* **Çalışma görevi**: Aşağıdaki, ataların yaptıklarının torunlara etkisini konu alan metinden "Karakter Bağlantıları" ifadesinden "bir şey sorulmayacaktır." ifadesine kadar uzanan kısmı iki ucu da dahil harfi harfine yazıya geçirin.

* **Kaynak metin**:
---+---

Rabia Keleş: “Dedenin yediği koruktan torunun dişi sızlar” şeklinde durub-u emsal bir söz var. Buna dair iki sorum var: 1) Ataların yapmış olduğu herhangi bir şeyin kişi üzerindeki tezahürü nasıl ve ne şekilde olur? 2) Eğer tezahür gerçekleşti ise misal torunun suçu yok ki neden maruz kalıyor? Burada İlâhî adaletin işleyişi nasıldır?
Karakter Bağlantıları
Suçlar ve günahlar şahsîdir. Cezalar ve kefaretler de şahsîdir. “Hiçbir kimse başkasının günahından dolayı günaha girmez.” 1 Mahşerde herkes sadece kendi günahından sorumlu tutulacaktır. Çocuğa babasının veya dedesinin günahından bir şey sorulmayacaktır.
Fakat etkileşimli bir dünyada yaşıyoruz. Herkes birbirinden etkileniyor. İnsan çevresinden etkileniyor. Babasından ve atasından etkileniyor. Haram lokma, helâl lokma, haram amel, salih amel… İnsan davranışlarını, çevresiyle ve hatta gelecek nesilleriyle beraber etkiliyor. Üzüm üzüme baka baka kararıyor.

---+---

* **Sağlanan kayıtlar**:
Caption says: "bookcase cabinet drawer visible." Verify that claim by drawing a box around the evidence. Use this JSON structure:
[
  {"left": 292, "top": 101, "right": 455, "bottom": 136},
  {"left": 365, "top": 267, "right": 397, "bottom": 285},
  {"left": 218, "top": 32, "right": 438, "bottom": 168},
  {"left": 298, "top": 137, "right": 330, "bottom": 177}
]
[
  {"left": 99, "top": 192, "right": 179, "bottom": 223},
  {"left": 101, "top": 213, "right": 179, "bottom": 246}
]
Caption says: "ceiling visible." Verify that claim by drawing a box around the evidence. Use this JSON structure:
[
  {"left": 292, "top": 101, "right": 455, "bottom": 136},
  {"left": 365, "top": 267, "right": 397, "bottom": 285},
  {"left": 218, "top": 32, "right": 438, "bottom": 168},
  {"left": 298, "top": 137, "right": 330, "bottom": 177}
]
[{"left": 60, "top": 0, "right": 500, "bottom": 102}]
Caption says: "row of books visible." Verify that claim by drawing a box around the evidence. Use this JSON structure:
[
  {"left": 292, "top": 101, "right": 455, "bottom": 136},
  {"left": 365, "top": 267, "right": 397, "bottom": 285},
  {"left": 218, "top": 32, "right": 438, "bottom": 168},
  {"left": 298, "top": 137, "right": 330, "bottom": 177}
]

---+---

* **Alıştırma yanıtı**:
Karakter Bağlantıları
Suçlar ve günahlar şahsîdir. Cezalar ve kefaretler de şahsîdir. “Hiçbir kimse başkasının günahından dolayı günaha girmez.” 1 Mahşerde herkes sadece kendi günahından sorumlu tutulacaktır. Çocuğa babasının veya dedesinin günahından bir şey sorulmayacaktır.